◆ **Exercise objective**: The expected answer is the set of lines in the data below between the line holding "on the rosette" and the line holding "[(21, 432)]", inclusive, written out exactly.

◆ **Source information**:
········

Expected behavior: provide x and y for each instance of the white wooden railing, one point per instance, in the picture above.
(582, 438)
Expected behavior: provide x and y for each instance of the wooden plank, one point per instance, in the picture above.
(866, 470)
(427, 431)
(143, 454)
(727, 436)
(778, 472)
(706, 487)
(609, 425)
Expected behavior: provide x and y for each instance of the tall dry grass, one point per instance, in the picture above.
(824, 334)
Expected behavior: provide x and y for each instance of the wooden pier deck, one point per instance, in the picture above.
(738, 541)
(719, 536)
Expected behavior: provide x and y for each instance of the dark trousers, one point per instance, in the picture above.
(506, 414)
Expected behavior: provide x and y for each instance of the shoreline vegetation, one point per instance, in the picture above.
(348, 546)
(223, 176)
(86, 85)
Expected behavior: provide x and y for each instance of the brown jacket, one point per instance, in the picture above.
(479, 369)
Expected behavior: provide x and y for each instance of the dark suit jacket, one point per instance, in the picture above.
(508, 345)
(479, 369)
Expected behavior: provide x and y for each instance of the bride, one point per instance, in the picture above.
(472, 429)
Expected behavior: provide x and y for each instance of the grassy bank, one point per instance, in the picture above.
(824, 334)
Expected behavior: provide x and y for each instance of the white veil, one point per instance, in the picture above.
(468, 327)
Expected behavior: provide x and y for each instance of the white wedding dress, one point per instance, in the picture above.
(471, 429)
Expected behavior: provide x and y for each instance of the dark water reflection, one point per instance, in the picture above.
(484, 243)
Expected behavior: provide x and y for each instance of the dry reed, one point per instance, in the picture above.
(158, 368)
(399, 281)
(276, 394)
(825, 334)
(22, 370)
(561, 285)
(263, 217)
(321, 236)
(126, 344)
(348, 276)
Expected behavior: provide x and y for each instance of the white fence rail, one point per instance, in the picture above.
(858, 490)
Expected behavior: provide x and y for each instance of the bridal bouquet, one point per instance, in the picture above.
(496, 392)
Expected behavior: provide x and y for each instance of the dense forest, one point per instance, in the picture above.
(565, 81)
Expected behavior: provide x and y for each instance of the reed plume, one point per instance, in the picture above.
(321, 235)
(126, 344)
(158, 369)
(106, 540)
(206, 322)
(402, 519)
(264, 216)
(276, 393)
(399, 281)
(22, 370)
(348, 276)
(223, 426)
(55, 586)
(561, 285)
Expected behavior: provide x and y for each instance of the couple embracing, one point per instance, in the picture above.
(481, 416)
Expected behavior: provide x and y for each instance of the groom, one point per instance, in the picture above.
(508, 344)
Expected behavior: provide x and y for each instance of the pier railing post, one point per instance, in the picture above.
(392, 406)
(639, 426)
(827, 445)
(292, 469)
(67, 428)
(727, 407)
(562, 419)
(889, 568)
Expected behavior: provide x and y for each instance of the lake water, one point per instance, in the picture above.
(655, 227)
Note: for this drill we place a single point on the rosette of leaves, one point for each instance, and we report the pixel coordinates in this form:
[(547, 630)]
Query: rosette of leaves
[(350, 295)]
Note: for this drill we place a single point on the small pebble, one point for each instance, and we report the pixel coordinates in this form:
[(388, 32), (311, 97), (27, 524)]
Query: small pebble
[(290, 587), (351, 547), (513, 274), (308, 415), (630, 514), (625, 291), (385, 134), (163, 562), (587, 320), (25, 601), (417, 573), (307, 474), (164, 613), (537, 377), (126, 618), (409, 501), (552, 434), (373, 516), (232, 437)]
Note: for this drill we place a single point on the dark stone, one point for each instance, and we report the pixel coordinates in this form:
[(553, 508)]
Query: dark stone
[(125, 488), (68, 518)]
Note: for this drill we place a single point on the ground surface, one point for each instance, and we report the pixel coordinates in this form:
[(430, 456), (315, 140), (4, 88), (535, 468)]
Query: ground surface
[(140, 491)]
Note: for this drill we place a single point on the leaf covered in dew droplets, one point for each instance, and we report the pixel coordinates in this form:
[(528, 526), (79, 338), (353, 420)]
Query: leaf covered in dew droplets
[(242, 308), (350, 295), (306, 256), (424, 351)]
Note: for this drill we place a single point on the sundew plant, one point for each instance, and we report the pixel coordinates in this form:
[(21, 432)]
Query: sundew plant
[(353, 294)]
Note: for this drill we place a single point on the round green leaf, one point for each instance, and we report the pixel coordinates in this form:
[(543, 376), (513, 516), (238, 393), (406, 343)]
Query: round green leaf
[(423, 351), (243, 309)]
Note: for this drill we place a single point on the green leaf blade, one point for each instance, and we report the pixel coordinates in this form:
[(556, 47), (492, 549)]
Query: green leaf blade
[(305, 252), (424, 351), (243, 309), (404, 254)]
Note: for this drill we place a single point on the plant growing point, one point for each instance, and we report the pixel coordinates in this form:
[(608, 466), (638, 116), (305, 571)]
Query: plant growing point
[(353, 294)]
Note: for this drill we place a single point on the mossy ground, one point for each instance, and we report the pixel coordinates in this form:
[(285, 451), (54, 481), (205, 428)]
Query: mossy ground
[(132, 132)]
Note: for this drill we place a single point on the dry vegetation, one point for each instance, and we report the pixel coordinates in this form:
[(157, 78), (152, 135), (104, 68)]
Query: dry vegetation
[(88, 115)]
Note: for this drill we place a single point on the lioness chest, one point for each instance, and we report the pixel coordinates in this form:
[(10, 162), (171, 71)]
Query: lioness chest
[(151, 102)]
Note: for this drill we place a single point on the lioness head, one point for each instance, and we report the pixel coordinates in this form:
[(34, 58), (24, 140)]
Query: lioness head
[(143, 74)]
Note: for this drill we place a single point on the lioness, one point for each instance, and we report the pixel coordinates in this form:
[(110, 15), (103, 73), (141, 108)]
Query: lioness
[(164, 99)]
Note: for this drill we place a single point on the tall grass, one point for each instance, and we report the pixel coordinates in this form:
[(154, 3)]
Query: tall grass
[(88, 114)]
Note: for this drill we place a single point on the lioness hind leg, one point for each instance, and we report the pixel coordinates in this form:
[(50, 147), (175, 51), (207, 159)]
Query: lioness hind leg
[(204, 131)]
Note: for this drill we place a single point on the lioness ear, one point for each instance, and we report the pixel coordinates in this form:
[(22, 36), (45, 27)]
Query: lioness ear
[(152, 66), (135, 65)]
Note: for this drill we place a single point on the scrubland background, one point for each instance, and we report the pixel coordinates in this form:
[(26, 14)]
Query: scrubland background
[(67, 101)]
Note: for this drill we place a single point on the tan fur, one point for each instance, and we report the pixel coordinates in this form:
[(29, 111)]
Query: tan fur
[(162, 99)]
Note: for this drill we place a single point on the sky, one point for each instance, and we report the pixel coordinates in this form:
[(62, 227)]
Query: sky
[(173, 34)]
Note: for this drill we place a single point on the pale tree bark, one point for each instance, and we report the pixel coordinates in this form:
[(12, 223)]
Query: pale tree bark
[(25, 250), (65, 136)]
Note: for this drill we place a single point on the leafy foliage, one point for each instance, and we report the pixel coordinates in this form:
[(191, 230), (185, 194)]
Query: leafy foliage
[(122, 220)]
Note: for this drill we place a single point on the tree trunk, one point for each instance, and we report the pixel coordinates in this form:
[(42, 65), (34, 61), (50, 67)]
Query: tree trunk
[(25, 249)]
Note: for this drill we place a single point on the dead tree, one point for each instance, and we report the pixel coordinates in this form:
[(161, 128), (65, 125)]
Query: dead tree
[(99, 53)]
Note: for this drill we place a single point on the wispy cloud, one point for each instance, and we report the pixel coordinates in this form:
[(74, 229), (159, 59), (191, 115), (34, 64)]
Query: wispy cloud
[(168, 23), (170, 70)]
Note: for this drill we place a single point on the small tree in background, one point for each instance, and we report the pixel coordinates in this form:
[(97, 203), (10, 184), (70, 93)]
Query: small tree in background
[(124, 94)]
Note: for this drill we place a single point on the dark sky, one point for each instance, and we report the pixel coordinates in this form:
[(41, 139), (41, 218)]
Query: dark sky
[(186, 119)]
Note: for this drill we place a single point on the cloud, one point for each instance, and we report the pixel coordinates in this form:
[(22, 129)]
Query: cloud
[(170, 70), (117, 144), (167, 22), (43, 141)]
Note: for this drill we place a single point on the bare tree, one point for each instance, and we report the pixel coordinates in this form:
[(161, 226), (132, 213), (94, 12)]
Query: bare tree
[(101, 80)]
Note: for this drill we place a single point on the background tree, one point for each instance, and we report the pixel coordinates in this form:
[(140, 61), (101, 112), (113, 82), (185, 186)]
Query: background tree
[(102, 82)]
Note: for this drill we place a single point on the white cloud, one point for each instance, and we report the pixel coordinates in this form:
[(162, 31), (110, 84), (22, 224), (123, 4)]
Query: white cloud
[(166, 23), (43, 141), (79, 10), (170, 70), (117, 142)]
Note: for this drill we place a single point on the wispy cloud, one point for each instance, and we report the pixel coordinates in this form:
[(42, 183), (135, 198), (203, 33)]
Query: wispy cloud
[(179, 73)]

········

◆ **Answer to this task**:
Note: for this drill we place a single point on the rosette of leaves, one point for each instance, and we report the pixel coordinates in this form:
[(547, 630)]
Query: rosette of leaves
[(350, 295)]
Note: for this drill we place a single point on the small pebble, one point for each instance, and we report the pixel coordinates in this form:
[(388, 32), (311, 97), (27, 524)]
Query: small pebble
[(290, 587), (351, 547), (513, 274), (308, 415), (630, 514), (625, 291), (385, 134), (163, 562), (587, 320), (25, 601), (417, 573), (307, 474), (164, 613), (537, 377), (126, 618), (409, 501), (552, 434), (373, 516), (232, 437)]
Note: for this drill we place a single point on the dark stone, one point for each instance, and we report the pixel coordinates in this form:
[(553, 508)]
Query: dark stone
[(125, 488), (68, 518)]
Note: for this drill we place a single point on the ground surface, one point for each instance, and we report the pixel coordinates in this form:
[(430, 456), (315, 140), (4, 88), (535, 468)]
Query: ground surface
[(140, 491)]
Note: for this drill we place a single point on the leaf covered in dew droplets, one point for each instance, and we report the pixel coordinates in this form:
[(528, 526), (79, 338), (353, 420)]
Query: leaf covered in dew droplets
[(242, 308), (350, 295), (306, 256), (424, 351)]
Note: for this drill we place a single point on the sundew plant, one point for each instance, and we report the pixel coordinates in this form:
[(21, 432)]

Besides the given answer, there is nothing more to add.